* _Given task_: Rewrite every line from the start of the records up to and including the line with "240,165,248,177", requests too. Multiply each coordinate in the answers by 1.45 and round it to a whole number, with halves rounded up, but leave the numbers in the requests and their format samples unchanged.

[Annotated coordinate records]
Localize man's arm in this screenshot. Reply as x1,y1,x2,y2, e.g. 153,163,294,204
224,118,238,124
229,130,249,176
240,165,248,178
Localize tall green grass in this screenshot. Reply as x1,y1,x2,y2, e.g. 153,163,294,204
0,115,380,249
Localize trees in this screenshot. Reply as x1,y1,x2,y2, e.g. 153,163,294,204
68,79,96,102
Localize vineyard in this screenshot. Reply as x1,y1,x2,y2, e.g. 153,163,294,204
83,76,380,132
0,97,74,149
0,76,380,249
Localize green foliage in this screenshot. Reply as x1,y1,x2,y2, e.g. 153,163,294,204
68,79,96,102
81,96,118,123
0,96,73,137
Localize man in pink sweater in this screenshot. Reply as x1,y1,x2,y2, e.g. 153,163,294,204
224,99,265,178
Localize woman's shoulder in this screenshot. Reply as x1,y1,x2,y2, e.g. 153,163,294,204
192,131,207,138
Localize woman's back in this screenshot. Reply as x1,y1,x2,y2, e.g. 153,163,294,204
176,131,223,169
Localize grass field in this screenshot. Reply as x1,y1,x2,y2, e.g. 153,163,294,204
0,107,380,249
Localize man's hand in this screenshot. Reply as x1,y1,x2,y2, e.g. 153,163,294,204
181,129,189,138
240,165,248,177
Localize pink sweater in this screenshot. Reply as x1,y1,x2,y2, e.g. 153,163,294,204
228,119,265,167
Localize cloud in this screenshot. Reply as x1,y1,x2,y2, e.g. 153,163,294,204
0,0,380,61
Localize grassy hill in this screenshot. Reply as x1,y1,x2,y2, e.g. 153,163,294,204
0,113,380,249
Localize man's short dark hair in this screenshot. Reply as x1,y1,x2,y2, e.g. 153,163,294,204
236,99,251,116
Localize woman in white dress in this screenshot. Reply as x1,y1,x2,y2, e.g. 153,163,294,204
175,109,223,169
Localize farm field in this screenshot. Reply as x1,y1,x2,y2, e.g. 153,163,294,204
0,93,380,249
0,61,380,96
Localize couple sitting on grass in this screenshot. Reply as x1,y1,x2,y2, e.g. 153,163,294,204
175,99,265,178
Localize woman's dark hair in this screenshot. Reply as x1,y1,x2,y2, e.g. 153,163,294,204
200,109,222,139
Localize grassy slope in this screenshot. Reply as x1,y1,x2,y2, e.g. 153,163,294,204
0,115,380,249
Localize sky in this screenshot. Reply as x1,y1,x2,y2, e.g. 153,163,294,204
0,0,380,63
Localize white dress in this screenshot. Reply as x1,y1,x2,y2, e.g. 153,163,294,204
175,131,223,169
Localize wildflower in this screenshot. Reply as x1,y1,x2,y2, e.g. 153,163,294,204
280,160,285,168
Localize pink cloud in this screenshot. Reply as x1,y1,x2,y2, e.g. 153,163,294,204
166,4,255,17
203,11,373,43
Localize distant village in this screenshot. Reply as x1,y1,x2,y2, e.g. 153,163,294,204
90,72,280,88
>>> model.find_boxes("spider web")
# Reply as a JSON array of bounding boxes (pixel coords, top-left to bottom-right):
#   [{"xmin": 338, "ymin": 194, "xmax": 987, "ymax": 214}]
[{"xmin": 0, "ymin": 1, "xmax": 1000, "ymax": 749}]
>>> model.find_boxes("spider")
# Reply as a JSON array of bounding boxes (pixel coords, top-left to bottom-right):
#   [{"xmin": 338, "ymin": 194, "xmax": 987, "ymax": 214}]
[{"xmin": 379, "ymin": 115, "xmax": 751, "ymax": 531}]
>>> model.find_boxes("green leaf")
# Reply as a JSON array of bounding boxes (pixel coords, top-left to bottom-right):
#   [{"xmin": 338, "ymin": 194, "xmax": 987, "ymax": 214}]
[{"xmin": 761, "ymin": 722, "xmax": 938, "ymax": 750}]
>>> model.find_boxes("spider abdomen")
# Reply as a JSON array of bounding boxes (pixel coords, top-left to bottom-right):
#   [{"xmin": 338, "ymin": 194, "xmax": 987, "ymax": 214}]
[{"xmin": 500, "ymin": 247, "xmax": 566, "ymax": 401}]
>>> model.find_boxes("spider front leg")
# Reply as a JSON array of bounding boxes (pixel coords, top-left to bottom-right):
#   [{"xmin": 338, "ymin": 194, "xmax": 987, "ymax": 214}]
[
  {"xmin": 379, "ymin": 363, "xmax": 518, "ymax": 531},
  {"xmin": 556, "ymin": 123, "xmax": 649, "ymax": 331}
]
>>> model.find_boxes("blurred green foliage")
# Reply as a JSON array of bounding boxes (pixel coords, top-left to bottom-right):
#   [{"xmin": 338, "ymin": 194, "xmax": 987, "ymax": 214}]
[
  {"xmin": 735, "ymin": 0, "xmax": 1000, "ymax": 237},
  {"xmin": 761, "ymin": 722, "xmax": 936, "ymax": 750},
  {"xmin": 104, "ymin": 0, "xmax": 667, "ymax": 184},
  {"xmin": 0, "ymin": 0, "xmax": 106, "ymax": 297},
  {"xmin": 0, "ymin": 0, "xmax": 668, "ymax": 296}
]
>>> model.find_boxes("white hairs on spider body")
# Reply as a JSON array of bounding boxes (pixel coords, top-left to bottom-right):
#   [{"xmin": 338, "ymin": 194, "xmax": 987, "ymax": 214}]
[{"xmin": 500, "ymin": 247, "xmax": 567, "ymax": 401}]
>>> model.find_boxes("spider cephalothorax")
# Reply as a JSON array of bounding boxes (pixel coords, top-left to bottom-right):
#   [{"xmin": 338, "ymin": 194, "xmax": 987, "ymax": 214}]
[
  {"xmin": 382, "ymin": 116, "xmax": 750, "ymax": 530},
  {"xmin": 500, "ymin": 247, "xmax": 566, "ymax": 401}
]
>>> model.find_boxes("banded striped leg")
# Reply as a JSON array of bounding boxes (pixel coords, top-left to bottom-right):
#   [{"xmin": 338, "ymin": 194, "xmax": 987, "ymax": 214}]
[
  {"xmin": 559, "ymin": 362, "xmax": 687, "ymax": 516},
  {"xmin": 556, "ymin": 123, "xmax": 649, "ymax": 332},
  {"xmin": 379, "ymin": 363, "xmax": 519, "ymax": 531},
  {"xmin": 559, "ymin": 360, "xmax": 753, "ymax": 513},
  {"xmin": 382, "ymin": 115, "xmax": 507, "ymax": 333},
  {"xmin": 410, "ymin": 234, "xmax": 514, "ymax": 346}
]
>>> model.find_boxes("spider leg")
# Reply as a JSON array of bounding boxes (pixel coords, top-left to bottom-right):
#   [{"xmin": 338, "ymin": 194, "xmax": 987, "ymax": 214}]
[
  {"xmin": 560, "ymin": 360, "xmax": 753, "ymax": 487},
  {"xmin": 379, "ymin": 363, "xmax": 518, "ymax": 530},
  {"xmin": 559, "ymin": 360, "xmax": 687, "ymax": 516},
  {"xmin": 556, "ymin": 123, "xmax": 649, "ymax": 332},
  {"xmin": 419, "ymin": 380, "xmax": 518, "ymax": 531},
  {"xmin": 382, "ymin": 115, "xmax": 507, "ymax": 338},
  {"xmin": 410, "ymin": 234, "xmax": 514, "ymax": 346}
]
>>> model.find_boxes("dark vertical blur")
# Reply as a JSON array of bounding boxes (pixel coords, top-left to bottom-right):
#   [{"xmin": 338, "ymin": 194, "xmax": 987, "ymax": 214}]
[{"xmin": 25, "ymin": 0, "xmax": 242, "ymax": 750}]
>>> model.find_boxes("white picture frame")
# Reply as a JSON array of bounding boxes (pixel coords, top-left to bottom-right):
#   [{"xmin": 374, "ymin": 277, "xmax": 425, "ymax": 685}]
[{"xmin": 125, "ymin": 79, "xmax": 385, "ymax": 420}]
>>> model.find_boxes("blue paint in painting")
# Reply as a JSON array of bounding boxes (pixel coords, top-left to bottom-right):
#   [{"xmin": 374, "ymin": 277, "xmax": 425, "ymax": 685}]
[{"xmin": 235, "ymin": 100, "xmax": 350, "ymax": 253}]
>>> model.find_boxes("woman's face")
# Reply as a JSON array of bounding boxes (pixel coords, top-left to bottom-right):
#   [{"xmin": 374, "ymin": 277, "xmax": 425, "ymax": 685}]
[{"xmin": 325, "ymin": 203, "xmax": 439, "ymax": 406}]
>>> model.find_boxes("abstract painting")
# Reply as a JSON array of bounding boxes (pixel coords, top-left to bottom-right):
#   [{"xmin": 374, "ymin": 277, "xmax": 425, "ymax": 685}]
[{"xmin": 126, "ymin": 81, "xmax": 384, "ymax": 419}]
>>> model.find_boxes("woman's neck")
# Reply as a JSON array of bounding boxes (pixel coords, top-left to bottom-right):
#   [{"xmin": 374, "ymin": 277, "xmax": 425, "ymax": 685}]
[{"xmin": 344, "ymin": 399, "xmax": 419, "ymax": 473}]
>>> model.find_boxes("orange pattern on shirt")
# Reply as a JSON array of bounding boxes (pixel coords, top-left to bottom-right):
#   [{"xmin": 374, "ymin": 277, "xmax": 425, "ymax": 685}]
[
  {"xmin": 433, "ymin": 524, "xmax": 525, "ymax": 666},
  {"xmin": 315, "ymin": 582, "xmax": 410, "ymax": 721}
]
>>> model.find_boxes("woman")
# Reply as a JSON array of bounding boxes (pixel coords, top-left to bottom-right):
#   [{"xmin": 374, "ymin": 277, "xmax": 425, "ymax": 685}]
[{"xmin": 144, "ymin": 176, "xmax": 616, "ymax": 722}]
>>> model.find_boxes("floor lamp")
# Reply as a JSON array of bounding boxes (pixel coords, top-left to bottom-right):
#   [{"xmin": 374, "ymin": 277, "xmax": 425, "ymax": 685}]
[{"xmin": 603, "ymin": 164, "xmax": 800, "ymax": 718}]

* _Exercise result_:
Localize man's arm in this screenshot. Reply as x1,y1,x2,y2, e.g. 153,163,294,204
325,171,345,180
332,189,361,255
348,239,360,258
Localize tall green grass in this screenshot. Reply as x1,y1,x2,y2, e.g. 153,163,294,204
0,167,551,361
Localize trees in this screenshot. Reply as x1,y1,x2,y2, e.g. 153,163,294,204
99,115,139,148
Localize vineyard in this screenshot. Reply as x1,y1,x2,y2, e.g. 153,163,294,204
120,110,551,191
0,141,107,216
0,110,551,361
Localize green foliage in this screenshot. Reply as x1,y1,x2,y2, e.g. 153,163,294,204
99,115,139,148
117,139,171,178
0,139,106,199
Localize man in pink sweater in this screenshot. Reply as x1,y1,x2,y2, e.g. 153,163,294,204
325,144,384,258
Localize woman's shoulder in this screenshot. Reply as x1,y1,x2,y2, e.g. 153,163,294,204
278,190,300,200
Localize woman's back in this screenshot. Reply as x1,y1,x2,y2, e.g. 153,163,294,204
255,190,323,245
Localize grass field in this screenshot. Reply as x1,y1,x2,y2, e.g. 153,163,294,204
0,155,551,361
Localize man's hand in this screenshot. Reply as x1,y1,x2,y2, e.g. 153,163,294,204
262,187,274,200
348,239,360,257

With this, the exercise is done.